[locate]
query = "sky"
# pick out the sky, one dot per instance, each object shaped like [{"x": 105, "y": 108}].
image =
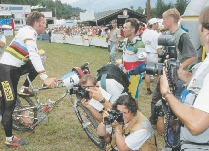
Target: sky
[{"x": 68, "y": 1}]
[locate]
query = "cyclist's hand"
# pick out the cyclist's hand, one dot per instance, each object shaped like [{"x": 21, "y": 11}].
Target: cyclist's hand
[
  {"x": 105, "y": 114},
  {"x": 50, "y": 82},
  {"x": 96, "y": 94}
]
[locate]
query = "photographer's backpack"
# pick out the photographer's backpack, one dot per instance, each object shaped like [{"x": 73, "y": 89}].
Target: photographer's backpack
[{"x": 111, "y": 71}]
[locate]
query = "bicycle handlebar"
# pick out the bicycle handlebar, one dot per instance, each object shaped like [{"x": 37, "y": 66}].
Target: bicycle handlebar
[{"x": 84, "y": 65}]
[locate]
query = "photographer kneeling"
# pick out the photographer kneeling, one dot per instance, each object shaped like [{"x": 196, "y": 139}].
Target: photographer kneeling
[
  {"x": 133, "y": 131},
  {"x": 193, "y": 109}
]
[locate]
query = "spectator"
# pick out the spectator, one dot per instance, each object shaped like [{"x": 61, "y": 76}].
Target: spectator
[
  {"x": 194, "y": 100},
  {"x": 2, "y": 42},
  {"x": 140, "y": 30},
  {"x": 133, "y": 57},
  {"x": 134, "y": 133},
  {"x": 24, "y": 46},
  {"x": 150, "y": 39}
]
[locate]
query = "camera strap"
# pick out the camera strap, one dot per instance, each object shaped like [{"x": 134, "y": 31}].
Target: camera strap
[{"x": 103, "y": 81}]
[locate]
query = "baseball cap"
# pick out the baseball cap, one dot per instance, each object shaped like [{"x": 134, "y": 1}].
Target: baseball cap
[{"x": 153, "y": 21}]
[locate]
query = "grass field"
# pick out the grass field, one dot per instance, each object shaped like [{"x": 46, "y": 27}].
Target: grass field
[{"x": 64, "y": 132}]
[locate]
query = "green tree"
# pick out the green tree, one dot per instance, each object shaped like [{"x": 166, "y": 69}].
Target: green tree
[
  {"x": 131, "y": 7},
  {"x": 161, "y": 7}
]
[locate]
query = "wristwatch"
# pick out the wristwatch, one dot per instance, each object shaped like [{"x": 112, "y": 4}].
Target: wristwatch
[{"x": 102, "y": 101}]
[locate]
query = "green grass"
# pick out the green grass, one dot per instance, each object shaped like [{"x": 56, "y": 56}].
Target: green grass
[{"x": 64, "y": 132}]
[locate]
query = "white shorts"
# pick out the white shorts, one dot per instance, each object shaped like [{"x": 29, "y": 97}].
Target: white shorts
[{"x": 152, "y": 57}]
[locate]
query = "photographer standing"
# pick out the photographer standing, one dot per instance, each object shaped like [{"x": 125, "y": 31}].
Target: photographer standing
[
  {"x": 114, "y": 40},
  {"x": 15, "y": 58},
  {"x": 186, "y": 53},
  {"x": 134, "y": 133},
  {"x": 193, "y": 110}
]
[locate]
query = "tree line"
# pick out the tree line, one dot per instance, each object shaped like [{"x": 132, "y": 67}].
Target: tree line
[
  {"x": 66, "y": 11},
  {"x": 161, "y": 7},
  {"x": 57, "y": 8}
]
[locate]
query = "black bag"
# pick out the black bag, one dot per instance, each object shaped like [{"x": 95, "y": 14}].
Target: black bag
[{"x": 111, "y": 71}]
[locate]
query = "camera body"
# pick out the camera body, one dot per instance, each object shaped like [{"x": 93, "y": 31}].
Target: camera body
[
  {"x": 172, "y": 64},
  {"x": 108, "y": 27},
  {"x": 113, "y": 115},
  {"x": 81, "y": 93}
]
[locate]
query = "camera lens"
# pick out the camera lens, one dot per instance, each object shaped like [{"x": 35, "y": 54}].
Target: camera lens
[{"x": 153, "y": 68}]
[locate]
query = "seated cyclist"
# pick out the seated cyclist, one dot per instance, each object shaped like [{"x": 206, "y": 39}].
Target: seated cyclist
[{"x": 99, "y": 98}]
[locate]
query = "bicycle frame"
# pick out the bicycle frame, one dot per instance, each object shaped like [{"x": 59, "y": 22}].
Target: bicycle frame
[{"x": 41, "y": 110}]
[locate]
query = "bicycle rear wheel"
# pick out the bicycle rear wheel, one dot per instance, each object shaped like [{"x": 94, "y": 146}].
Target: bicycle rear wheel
[
  {"x": 89, "y": 124},
  {"x": 24, "y": 114}
]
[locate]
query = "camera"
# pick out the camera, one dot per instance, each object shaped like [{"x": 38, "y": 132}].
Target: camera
[
  {"x": 172, "y": 64},
  {"x": 113, "y": 115},
  {"x": 82, "y": 93},
  {"x": 108, "y": 27}
]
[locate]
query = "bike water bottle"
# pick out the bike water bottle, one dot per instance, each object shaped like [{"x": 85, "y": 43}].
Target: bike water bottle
[
  {"x": 49, "y": 105},
  {"x": 42, "y": 55}
]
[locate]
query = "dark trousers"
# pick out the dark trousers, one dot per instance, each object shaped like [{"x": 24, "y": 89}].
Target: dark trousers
[
  {"x": 157, "y": 96},
  {"x": 9, "y": 77}
]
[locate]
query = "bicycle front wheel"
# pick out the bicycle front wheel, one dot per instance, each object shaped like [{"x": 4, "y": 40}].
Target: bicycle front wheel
[
  {"x": 24, "y": 114},
  {"x": 89, "y": 124}
]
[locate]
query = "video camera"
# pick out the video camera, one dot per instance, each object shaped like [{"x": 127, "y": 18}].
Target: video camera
[
  {"x": 113, "y": 115},
  {"x": 82, "y": 93},
  {"x": 172, "y": 64},
  {"x": 108, "y": 27}
]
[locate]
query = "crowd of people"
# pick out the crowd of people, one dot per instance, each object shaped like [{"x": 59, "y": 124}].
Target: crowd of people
[
  {"x": 81, "y": 30},
  {"x": 132, "y": 131}
]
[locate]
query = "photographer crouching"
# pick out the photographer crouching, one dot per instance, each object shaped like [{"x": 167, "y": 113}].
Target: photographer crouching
[
  {"x": 130, "y": 129},
  {"x": 193, "y": 109}
]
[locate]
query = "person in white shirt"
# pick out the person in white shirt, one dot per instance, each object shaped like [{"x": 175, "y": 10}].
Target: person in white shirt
[
  {"x": 22, "y": 49},
  {"x": 150, "y": 39}
]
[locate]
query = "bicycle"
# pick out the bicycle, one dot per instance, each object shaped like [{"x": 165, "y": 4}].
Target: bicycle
[{"x": 36, "y": 112}]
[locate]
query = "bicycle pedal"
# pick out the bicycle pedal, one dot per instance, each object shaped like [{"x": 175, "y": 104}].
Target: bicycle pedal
[{"x": 44, "y": 119}]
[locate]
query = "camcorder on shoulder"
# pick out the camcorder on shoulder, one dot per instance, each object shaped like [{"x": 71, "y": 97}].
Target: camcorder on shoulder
[
  {"x": 81, "y": 93},
  {"x": 172, "y": 64},
  {"x": 108, "y": 27},
  {"x": 171, "y": 131},
  {"x": 113, "y": 115}
]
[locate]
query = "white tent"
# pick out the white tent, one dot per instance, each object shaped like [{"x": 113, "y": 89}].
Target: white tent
[{"x": 61, "y": 22}]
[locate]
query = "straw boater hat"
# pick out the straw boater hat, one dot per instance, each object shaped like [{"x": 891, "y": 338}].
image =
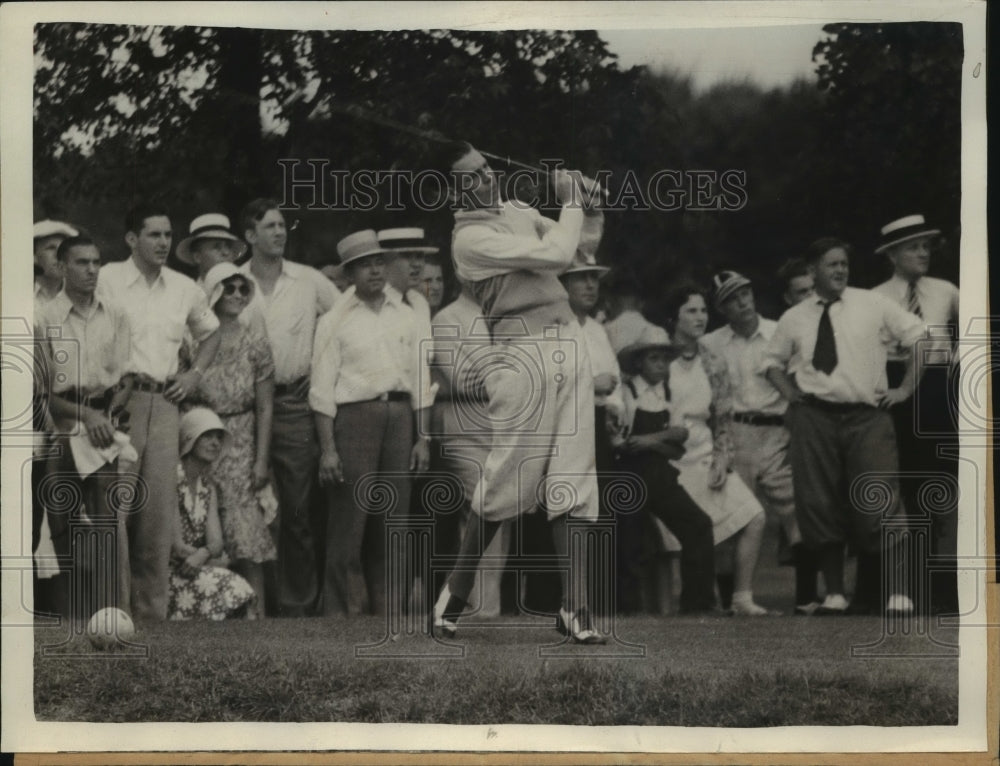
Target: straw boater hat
[
  {"x": 360, "y": 244},
  {"x": 582, "y": 263},
  {"x": 210, "y": 226},
  {"x": 48, "y": 228},
  {"x": 652, "y": 337},
  {"x": 724, "y": 284},
  {"x": 198, "y": 421},
  {"x": 903, "y": 229},
  {"x": 217, "y": 275},
  {"x": 405, "y": 241}
]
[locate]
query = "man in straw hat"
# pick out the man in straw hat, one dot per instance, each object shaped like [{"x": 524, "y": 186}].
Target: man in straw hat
[
  {"x": 758, "y": 433},
  {"x": 927, "y": 419},
  {"x": 90, "y": 383},
  {"x": 291, "y": 297},
  {"x": 648, "y": 445},
  {"x": 209, "y": 242},
  {"x": 827, "y": 358},
  {"x": 582, "y": 283},
  {"x": 160, "y": 304},
  {"x": 512, "y": 256},
  {"x": 406, "y": 252},
  {"x": 368, "y": 378},
  {"x": 47, "y": 235}
]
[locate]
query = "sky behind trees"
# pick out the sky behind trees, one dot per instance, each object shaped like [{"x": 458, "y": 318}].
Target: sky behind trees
[{"x": 768, "y": 56}]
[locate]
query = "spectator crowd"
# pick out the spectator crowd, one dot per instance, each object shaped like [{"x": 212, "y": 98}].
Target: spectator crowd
[{"x": 243, "y": 436}]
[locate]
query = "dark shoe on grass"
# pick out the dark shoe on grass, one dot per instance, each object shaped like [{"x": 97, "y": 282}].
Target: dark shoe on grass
[
  {"x": 806, "y": 610},
  {"x": 834, "y": 605},
  {"x": 577, "y": 627}
]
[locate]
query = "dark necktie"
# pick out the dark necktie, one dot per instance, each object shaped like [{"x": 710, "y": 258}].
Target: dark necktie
[
  {"x": 912, "y": 301},
  {"x": 825, "y": 353}
]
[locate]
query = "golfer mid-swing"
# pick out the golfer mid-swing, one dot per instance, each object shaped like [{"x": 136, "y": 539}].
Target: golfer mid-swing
[{"x": 536, "y": 377}]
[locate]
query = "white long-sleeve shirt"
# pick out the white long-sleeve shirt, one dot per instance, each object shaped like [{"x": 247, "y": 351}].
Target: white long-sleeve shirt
[{"x": 360, "y": 354}]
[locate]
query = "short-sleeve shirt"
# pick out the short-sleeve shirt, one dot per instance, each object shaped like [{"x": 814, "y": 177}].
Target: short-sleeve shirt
[
  {"x": 361, "y": 354},
  {"x": 301, "y": 294},
  {"x": 938, "y": 300},
  {"x": 158, "y": 314},
  {"x": 752, "y": 392},
  {"x": 88, "y": 351},
  {"x": 861, "y": 319}
]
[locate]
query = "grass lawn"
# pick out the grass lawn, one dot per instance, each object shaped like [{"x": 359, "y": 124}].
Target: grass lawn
[{"x": 712, "y": 671}]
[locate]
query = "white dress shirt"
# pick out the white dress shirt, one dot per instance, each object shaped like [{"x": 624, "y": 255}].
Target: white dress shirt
[
  {"x": 602, "y": 361},
  {"x": 529, "y": 241},
  {"x": 158, "y": 314},
  {"x": 361, "y": 354},
  {"x": 300, "y": 295},
  {"x": 938, "y": 300},
  {"x": 861, "y": 319},
  {"x": 640, "y": 394},
  {"x": 626, "y": 329},
  {"x": 744, "y": 357},
  {"x": 91, "y": 350}
]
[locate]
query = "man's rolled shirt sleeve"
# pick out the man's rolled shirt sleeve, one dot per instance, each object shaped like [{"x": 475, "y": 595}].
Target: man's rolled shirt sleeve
[
  {"x": 325, "y": 368},
  {"x": 779, "y": 349},
  {"x": 482, "y": 252},
  {"x": 201, "y": 320},
  {"x": 905, "y": 328},
  {"x": 423, "y": 390}
]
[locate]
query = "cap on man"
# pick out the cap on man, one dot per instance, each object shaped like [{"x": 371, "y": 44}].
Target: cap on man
[{"x": 47, "y": 236}]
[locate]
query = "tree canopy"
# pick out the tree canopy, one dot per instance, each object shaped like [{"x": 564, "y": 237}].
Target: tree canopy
[{"x": 200, "y": 117}]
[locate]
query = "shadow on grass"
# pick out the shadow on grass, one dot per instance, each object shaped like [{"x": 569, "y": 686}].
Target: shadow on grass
[{"x": 257, "y": 686}]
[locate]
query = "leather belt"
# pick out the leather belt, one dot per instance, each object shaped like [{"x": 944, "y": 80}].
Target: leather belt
[
  {"x": 836, "y": 407},
  {"x": 94, "y": 401},
  {"x": 284, "y": 389},
  {"x": 150, "y": 386},
  {"x": 758, "y": 419},
  {"x": 388, "y": 396},
  {"x": 393, "y": 396},
  {"x": 234, "y": 413}
]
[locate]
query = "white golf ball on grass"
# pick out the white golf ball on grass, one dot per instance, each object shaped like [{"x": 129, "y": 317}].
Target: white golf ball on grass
[{"x": 108, "y": 627}]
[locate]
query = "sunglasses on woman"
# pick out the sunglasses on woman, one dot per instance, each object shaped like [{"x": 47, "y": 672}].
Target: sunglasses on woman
[{"x": 231, "y": 288}]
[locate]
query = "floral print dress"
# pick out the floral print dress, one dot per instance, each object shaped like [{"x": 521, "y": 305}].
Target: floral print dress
[
  {"x": 701, "y": 401},
  {"x": 228, "y": 387},
  {"x": 214, "y": 593}
]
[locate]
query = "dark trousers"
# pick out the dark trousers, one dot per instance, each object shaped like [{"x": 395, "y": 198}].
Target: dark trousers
[
  {"x": 929, "y": 482},
  {"x": 845, "y": 473},
  {"x": 294, "y": 458},
  {"x": 374, "y": 441},
  {"x": 153, "y": 517},
  {"x": 86, "y": 534},
  {"x": 671, "y": 504}
]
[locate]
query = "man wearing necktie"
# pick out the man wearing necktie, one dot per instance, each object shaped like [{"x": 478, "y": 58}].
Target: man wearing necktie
[
  {"x": 827, "y": 358},
  {"x": 925, "y": 421}
]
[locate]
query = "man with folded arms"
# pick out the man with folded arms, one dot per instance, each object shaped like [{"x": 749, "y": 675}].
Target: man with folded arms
[
  {"x": 512, "y": 256},
  {"x": 926, "y": 420},
  {"x": 827, "y": 358},
  {"x": 89, "y": 385},
  {"x": 210, "y": 242},
  {"x": 47, "y": 236},
  {"x": 760, "y": 439},
  {"x": 160, "y": 304},
  {"x": 290, "y": 297},
  {"x": 368, "y": 379}
]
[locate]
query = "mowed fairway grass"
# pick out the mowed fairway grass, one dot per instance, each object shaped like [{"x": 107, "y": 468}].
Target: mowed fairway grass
[{"x": 712, "y": 671}]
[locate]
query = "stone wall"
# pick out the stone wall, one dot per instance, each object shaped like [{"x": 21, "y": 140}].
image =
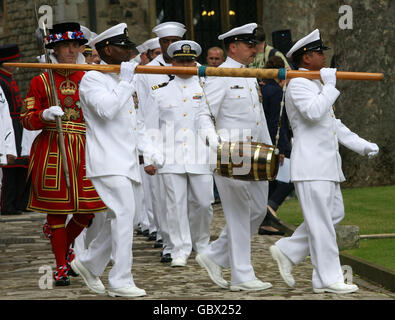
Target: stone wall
[
  {"x": 367, "y": 108},
  {"x": 20, "y": 24}
]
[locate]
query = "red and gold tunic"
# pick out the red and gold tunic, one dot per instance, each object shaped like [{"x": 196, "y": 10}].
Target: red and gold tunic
[{"x": 49, "y": 192}]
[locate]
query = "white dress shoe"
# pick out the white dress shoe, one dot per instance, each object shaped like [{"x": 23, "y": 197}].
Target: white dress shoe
[
  {"x": 213, "y": 270},
  {"x": 179, "y": 262},
  {"x": 94, "y": 283},
  {"x": 252, "y": 285},
  {"x": 131, "y": 291},
  {"x": 339, "y": 287},
  {"x": 284, "y": 265}
]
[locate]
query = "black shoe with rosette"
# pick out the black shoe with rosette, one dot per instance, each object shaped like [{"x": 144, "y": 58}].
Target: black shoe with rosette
[
  {"x": 60, "y": 276},
  {"x": 70, "y": 257}
]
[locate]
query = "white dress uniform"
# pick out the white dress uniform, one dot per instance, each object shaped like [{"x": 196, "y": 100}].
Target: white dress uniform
[
  {"x": 114, "y": 138},
  {"x": 186, "y": 172},
  {"x": 316, "y": 173},
  {"x": 239, "y": 115},
  {"x": 7, "y": 139},
  {"x": 144, "y": 84},
  {"x": 153, "y": 184}
]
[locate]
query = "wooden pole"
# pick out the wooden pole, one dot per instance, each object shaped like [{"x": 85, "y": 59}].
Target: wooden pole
[{"x": 209, "y": 71}]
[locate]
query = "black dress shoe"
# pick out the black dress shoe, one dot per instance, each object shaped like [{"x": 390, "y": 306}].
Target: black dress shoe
[
  {"x": 11, "y": 213},
  {"x": 271, "y": 216},
  {"x": 166, "y": 258},
  {"x": 152, "y": 236},
  {"x": 60, "y": 276},
  {"x": 270, "y": 233},
  {"x": 158, "y": 243}
]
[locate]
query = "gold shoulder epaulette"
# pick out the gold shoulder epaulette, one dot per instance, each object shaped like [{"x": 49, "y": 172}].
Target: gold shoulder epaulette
[{"x": 164, "y": 84}]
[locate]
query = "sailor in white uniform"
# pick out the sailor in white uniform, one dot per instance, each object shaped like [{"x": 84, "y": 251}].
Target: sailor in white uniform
[
  {"x": 168, "y": 32},
  {"x": 114, "y": 139},
  {"x": 236, "y": 107},
  {"x": 316, "y": 169},
  {"x": 186, "y": 172},
  {"x": 7, "y": 138}
]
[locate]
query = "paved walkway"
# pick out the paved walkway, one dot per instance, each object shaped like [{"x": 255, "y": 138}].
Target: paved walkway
[{"x": 24, "y": 250}]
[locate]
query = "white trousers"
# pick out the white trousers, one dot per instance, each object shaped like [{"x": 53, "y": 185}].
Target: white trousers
[
  {"x": 322, "y": 206},
  {"x": 153, "y": 224},
  {"x": 188, "y": 211},
  {"x": 116, "y": 236},
  {"x": 157, "y": 191},
  {"x": 87, "y": 235},
  {"x": 144, "y": 212},
  {"x": 244, "y": 205}
]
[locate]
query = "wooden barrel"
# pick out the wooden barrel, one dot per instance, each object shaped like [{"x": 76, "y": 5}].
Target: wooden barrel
[{"x": 249, "y": 161}]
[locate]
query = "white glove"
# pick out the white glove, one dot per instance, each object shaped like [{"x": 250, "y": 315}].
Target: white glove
[
  {"x": 158, "y": 160},
  {"x": 52, "y": 112},
  {"x": 372, "y": 150},
  {"x": 328, "y": 76},
  {"x": 127, "y": 70}
]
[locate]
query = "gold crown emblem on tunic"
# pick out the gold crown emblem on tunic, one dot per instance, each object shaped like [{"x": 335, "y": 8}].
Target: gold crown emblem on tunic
[
  {"x": 186, "y": 48},
  {"x": 68, "y": 88}
]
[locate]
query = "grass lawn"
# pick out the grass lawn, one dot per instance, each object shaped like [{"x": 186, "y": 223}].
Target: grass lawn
[{"x": 372, "y": 209}]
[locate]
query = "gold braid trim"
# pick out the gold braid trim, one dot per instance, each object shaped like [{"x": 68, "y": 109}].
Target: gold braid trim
[
  {"x": 58, "y": 226},
  {"x": 79, "y": 224}
]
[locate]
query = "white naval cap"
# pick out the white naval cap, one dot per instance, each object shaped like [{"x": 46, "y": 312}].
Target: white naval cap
[
  {"x": 185, "y": 49},
  {"x": 116, "y": 35},
  {"x": 88, "y": 34},
  {"x": 141, "y": 48},
  {"x": 244, "y": 33},
  {"x": 152, "y": 44},
  {"x": 311, "y": 42},
  {"x": 169, "y": 29}
]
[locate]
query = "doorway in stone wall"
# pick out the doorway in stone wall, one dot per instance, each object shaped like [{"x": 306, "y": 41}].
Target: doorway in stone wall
[{"x": 206, "y": 19}]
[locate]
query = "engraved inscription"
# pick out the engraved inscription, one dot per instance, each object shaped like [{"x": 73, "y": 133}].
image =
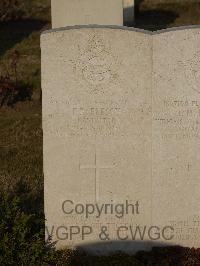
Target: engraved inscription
[
  {"x": 180, "y": 119},
  {"x": 192, "y": 72}
]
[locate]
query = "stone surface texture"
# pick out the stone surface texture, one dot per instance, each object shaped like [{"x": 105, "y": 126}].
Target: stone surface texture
[
  {"x": 86, "y": 12},
  {"x": 121, "y": 122}
]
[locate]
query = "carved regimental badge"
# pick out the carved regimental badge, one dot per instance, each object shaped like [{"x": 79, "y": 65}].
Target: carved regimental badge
[{"x": 96, "y": 64}]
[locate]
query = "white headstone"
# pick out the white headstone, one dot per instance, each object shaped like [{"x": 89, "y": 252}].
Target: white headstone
[
  {"x": 129, "y": 12},
  {"x": 121, "y": 122},
  {"x": 86, "y": 12}
]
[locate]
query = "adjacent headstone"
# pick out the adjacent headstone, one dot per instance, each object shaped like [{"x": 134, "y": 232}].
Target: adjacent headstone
[
  {"x": 121, "y": 122},
  {"x": 86, "y": 12},
  {"x": 129, "y": 12}
]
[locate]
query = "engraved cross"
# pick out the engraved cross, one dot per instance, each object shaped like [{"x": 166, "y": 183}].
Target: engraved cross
[{"x": 97, "y": 167}]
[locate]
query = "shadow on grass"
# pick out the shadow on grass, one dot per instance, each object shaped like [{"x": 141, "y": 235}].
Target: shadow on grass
[
  {"x": 155, "y": 19},
  {"x": 13, "y": 32}
]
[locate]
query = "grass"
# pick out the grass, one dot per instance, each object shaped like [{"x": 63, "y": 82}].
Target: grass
[{"x": 20, "y": 126}]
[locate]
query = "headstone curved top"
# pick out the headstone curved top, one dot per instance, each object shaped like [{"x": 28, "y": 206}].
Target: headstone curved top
[{"x": 86, "y": 12}]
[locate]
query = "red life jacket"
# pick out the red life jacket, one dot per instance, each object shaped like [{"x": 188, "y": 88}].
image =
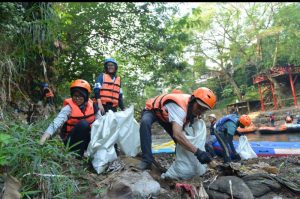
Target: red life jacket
[
  {"x": 49, "y": 93},
  {"x": 158, "y": 104},
  {"x": 77, "y": 115},
  {"x": 110, "y": 90}
]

* * * * *

[TASK DESCRIPTION]:
List every line of the material above that contains the word "epaulette", matching case exactly.

[RESPONSE TO THE TASK]:
query = "gold shoulder epaulette"
# pick out the gold shoulder epaulette, one dot per instance, each object shaped like [{"x": 49, "y": 172}].
Target: gold shoulder epaulette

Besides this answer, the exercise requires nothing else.